Written task —
Retype the entire listing below word for word, omitting the pictures.

:: Data section ::

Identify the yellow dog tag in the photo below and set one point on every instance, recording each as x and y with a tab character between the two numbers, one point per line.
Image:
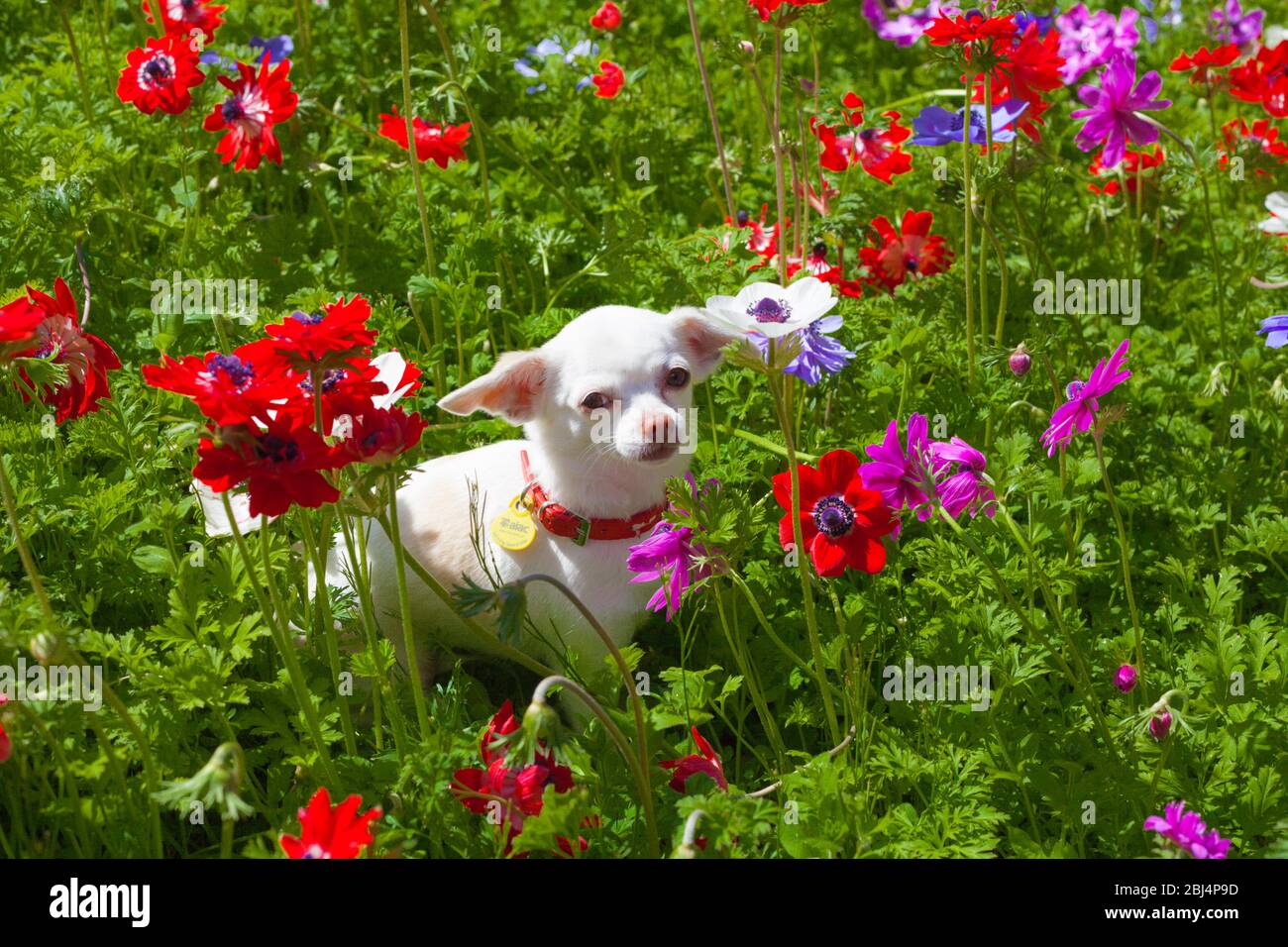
513	528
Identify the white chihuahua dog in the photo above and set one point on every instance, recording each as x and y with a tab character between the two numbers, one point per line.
605	406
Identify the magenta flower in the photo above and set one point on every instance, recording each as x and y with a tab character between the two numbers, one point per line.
1112	110
901	475
1188	831
666	556
1080	412
1089	39
1232	25
966	488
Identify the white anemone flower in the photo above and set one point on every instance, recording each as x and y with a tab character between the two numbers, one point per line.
217	517
1278	206
389	367
774	311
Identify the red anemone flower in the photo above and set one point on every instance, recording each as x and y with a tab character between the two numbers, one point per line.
381	434
228	389
18	324
519	789
767	7
281	464
441	144
1261	140
320	341
1136	165
703	762
606	17
88	359
181	17
1263	78
254	106
160	75
841	521
875	150
970	27
896	257
1203	60
609	80
1025	67
331	832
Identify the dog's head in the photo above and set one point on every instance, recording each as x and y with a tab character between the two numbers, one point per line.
616	379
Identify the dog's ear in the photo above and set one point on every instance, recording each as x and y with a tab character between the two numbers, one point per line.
702	337
513	389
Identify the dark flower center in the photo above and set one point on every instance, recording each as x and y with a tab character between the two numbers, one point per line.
769	311
239	372
159	68
833	517
330	379
277	449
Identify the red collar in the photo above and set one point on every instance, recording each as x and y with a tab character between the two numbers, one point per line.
563	522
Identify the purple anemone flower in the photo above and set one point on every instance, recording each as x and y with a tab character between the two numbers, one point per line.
1232	25
1166	13
666	556
1080	411
1089	39
277	47
897	22
901	475
936	127
1188	831
1044	22
669	556
819	354
1112	110
1275	329
966	489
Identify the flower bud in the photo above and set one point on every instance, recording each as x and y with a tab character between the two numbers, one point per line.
1160	725
46	647
1126	678
1020	361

:::

Task response —
Identify the yellow dog tag in the photo below and set one point on every instance, recording each as x and y with a tab character between the two numbers, one point per line.
Image:
513	528
Identify the white chihuahua dog in the photo above and set one point on every instance, recording each as x and y with a tab character between the two numbers, one point per line.
605	406
Identify the magenta flower in the photo above and set one point on every instance, recording each as x and y with a tab character between the two numbers, one point per line.
1112	110
901	475
1188	831
666	556
1080	412
1089	39
1232	25
966	488
Identify the white anemone flower in the photo above and set one point on every instance, recording each as x and y with a tab character between the two numbers, one point per line.
217	517
1278	206
389	367
774	311
Identify the red anemone flower in the photo above and set one point on every instance, recording each as x and y with a tab character between the two numbers, one point per line.
381	434
228	389
18	324
519	789
767	7
281	464
441	144
1261	140
320	341
1136	165
703	762
606	17
88	359
181	17
1263	78
254	106
160	75
841	521
875	150
970	27
896	257
1203	60
609	80
1025	67
331	832
Identify the dog's head in the photo above and set one point on every instance, recording each as x and y with a tab character between the two numbers, one point per line.
616	379
Identify the dog's ear in the photo above and set one point on every instance, recording each as x and y with a tab character between the two numbers, one point per line.
702	337
513	389
Identify the dark flower center in the photo above and set one point on every instance, recording each as x and y with a tab character between the two numbers, one point per line.
769	311
239	372
159	68
833	517
330	379
277	449
Identify the red collar in the photo above and set one point on every instance, recording each as x and y with a tab character between the two numbers, one point per line.
563	522
Identify the purple anemone flower in the photo above and set one point on every instance, recording each as x and y with a tab character between the two numbers, one point per line.
1232	25
1166	13
666	556
1080	411
1089	39
277	47
897	22
901	475
936	127
1188	831
1044	22
669	556
819	354
1112	110
1275	329
966	489
Identify the flower bud in the photo above and set one point on every instance, recording each as x and y with a tab character between the two numbers, one point per line.
1160	725
46	647
1126	678
1020	361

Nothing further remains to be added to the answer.